• _Texto em análise_:
>>>>>

Por outro lado, o hiato negativo do produto reflete a situação de grandes economias desenvolvidas operando muito abaixo do seu potencial, como chamou a atenção Paul Krugman – particularmente nos casos mais graves dos EUA e do Reino Unido onde está na ordem dos 4% do PIB potencial, segundo o FMI. Krugmam, referindo-se aos Estados Unidos, afirmou que o hiato do produto é muito alto, mesmo superior às estimativas do FMI, com “900 mil milhões de dólares por ano de produção potencial, não inflacionista, de produtos e serviços, que simplesmente não está a acontecer”.

No caso da Alemanha, a situação poderá se inverter com o hiato do produto a passar de positivo em 2012 para ligeiramente negativo em 2013.

No caso do Japão, outra das economias “sistêmicas” a nível global, a situação é particular. O país poderá reentrar em deflação em 2013, ainda que ligeira. Krugman caracterizou a situação daquela economia como num estado de “estagnação deflacionária”. A expressão é distinta do que acontecia nos anos 1970 em diversas economias desenvolvidas em que ocorria estagnação econômica e inflação crescente, o que levou ao surgimento da expressão “estagflação”.

Nos últimos 20 anos, o Japão esteve 11 anos em deflação e viveu dois anos em que se conjugou inclusive deflação com recessão – em 1999 e em maior grau em 2009. O novo governo de Shinzo Abe pretende estabelecer uma cooperação entre a política orçamental (tendo já lançado, na semana passada, um pacote de estímulo à economia no valor de 3,8% do PIB) e a monetária, aguardando-se as alterações que poderão ocorrer na próxima reunião do Banco do Japão a 21 e 22 de janeiro.

Na zona euro, o caso mais grave, de deflação, é a Grécia, que poderá passar de uma inflação estimada em 0,938% em 2012 para uma deflação ligeiramente superior a 1% em 2013. A Grécia continuará em recessão em 2013. Portugal deverá descer abruptamente de uma inflação de 2,792% em 2012 para uma previsão de 0,694% em 2013; no caso da Irlanda a descida da inflação poderá ser de 1,4% em 2012 para 1% em 2013. A Itália poderá ver a inflação descer de 3% para 1,8%, no período referido. Apenas Espanha sai fora desta trajetória, com a manutenção da inflação na ordem dos 2,4%.

<<<<<

• _Ação necessária_:
Prossiga com o texto sobre o hiato do produto e a inflação nas grandes economias, a partir da última frase apresentada.

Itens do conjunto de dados
>>>>>

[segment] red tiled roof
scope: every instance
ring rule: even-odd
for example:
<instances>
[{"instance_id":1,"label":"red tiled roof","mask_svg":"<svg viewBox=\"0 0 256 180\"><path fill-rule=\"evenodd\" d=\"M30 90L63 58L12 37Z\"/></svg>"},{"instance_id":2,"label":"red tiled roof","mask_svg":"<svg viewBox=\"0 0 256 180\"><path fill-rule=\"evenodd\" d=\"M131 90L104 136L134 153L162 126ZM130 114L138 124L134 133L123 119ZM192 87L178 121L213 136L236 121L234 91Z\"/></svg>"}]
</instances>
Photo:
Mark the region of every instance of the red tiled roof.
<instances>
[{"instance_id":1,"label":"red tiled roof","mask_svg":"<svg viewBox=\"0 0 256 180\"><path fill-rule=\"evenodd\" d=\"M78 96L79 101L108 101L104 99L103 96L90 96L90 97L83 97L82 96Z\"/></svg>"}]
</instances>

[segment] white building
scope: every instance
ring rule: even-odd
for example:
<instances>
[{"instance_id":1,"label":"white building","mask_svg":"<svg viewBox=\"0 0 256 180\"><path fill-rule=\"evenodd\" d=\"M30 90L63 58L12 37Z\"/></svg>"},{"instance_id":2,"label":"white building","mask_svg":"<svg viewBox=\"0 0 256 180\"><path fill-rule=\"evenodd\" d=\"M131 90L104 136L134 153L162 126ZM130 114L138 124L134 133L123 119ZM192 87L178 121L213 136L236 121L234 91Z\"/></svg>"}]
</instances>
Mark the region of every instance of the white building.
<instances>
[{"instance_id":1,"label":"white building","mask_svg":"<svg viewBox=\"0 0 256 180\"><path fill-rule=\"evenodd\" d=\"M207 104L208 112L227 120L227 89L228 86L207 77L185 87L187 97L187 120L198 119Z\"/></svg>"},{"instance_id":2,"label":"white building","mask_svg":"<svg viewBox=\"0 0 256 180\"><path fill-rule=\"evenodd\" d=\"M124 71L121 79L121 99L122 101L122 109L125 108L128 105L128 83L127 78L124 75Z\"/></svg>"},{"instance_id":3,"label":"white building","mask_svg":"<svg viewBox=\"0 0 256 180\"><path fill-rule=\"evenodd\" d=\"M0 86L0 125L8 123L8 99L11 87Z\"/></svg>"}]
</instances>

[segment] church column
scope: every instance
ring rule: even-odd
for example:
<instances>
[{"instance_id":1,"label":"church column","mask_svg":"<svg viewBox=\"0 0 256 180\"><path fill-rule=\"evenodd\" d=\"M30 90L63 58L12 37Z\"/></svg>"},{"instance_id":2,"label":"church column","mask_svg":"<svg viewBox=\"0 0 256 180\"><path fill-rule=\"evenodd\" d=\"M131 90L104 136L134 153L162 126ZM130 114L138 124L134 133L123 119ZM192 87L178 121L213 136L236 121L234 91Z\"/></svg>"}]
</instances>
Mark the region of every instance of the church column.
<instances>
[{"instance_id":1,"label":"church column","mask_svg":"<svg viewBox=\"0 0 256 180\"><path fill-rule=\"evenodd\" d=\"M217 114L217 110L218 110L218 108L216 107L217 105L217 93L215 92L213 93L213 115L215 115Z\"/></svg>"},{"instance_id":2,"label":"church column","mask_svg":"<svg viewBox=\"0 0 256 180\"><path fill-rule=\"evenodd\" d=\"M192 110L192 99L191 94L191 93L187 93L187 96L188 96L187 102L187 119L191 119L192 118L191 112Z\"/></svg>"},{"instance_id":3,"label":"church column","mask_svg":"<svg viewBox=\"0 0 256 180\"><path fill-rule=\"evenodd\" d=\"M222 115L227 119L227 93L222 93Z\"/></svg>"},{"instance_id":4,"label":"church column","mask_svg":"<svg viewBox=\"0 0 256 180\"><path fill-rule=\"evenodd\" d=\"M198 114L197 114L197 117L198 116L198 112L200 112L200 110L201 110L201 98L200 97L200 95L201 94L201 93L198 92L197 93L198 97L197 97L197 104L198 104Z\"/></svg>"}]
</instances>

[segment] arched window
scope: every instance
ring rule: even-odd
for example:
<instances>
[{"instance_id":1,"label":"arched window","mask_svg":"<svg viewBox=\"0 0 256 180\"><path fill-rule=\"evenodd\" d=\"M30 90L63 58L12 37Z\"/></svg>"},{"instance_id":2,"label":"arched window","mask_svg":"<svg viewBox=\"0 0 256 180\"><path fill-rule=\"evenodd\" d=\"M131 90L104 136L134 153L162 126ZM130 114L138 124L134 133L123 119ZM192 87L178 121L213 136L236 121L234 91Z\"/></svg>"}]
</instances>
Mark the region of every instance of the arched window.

<<<<<

• _Resultado da tarefa_:
O hiato negativo do produto poderá continuar a aumentar na Grécia (de 6,7% do PIB potencial em 2012 para 9% em 2013), em Espanha (de 4,8% para 5,1%), em Itália (de 4,2% para 4,88% ), e em Portugal (de 4% para 4,6%). O hiato negativo poderá diminuir na Irlanda (de 2,3% para 1,95%), o único caso entre os países “periféricos” da zona euro.

Não estamos seguros de nada, mas os maus resultados estão à vista

Paul Krugmam interrogou-se, depois, sobre a atual política monetária dos bancos centrais dos países desenvolvidos e sobre a política orçamentária. “Como disse Michael Woodford, enquanto, em princípio, a política monetária não convencional pode lidar com uma situação como a que temos agora, na prática, é muito, muito, difícil ver como ela vai funcionar”, comentou o Nobel no debate em San Diego.

Por política monetária não convencional entenda-se o conjunto de intervenções, desde o início da crise financeira, por parte dos bancos centrais dos países desenvolvidos, como os programas de “alívio quantitativo” da Reserva Federal e do Banco de Inglaterra ou mesmo o programa OMT (de eventual compra de obrigações soberanas no mercado secundário de países aflitos da zona euro) pelo Banco Central Europeu.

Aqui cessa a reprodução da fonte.